I have the following example dataframe:
df = pd.DataFrame({'planet':['Earth','Earth','Mars',np.nan,'Venus','Mars',np.nan,'Venus','Earth',np.nan],
'group':['alpha','alpha','beta','gamma','delta','beta','delta','delta','gamma','beta']})
Every row is an individual's planet and group. It is given that the planet of a particular group is same for all individuals. So if alpha group is from Earth, all individuals in alpha group are from Earth. I want to use this information to fill the missing values in planet column.
What I did was create a dataframe with rows that are missing planet values:
df2 = df[pd.isna(df['planet'])]
and used the groups in df2 to slice the original dataframe, adding the condition that planet values are not null:
df3 = df[(~pd.isna(df['planet'])) & (df['group'].isin(df2['group']))]
df3 = df3.drop_duplicates()
Now how do I fill in the missing values in the original dataframe (df)? Is there a better method?
CodePudding user response:
if alpha group is from Earth, all individuals in alpha group are from Earth
This suggests that one way that you could use is to groupby.transform
the first
to fill in the missing values:
df['planet'] = df.groupby('group')['planet'].transform('first')
Output:
planet group
0 Earth alpha
1 Earth alpha
2 Mars beta
3 Earth gamma
4 Venus delta
5 Mars beta
6 Venus delta
7 Venus delta
8 Earth gamma
9 Mars beta

▸ **Problems to work on**:
a. Answer these about the forum thread, one line each:
(i) Which method is called on df3 to remove repeated rows?
(ii) What line does the reply use to fill in the planet column?
(iii) In the output, which planet and group appear in row 3?
b. Please reproduce verbatim the part of the forum thread that opens with the words containing "Every row is" and closes with "df3 = df3.drop_duplicates()".
The data that comes next has no part in this.

▸ **Data extract**:

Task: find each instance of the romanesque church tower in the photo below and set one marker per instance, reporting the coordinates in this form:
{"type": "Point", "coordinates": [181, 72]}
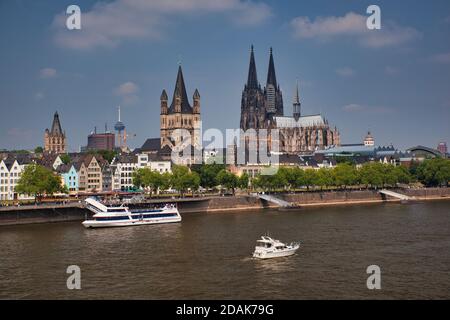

▸ **Exercise answers**:
a.
(i) drop_duplicates()
(ii) df['planet'] = df.groupby('group')['planet'].transform('first')
(iii) Earth, gamma

b.
Every row is an individual's planet and group. It is given that the planet of a particular group is same for all individuals. So if alpha group is from Earth, all individuals in alpha group are from Earth. I want to use this information to fill the missing values in planet column.
What I did was create a dataframe with rows that are missing planet values:
df2 = df[pd.isna(df['planet'])]
and used the groups in df2 to slice the original dataframe, adding the condition that planet values are not null:
df3 = df[(~pd.isna(df['planet'])) & (df['group'].isin(df2['group']))]
df3 = df3.drop_duplicates()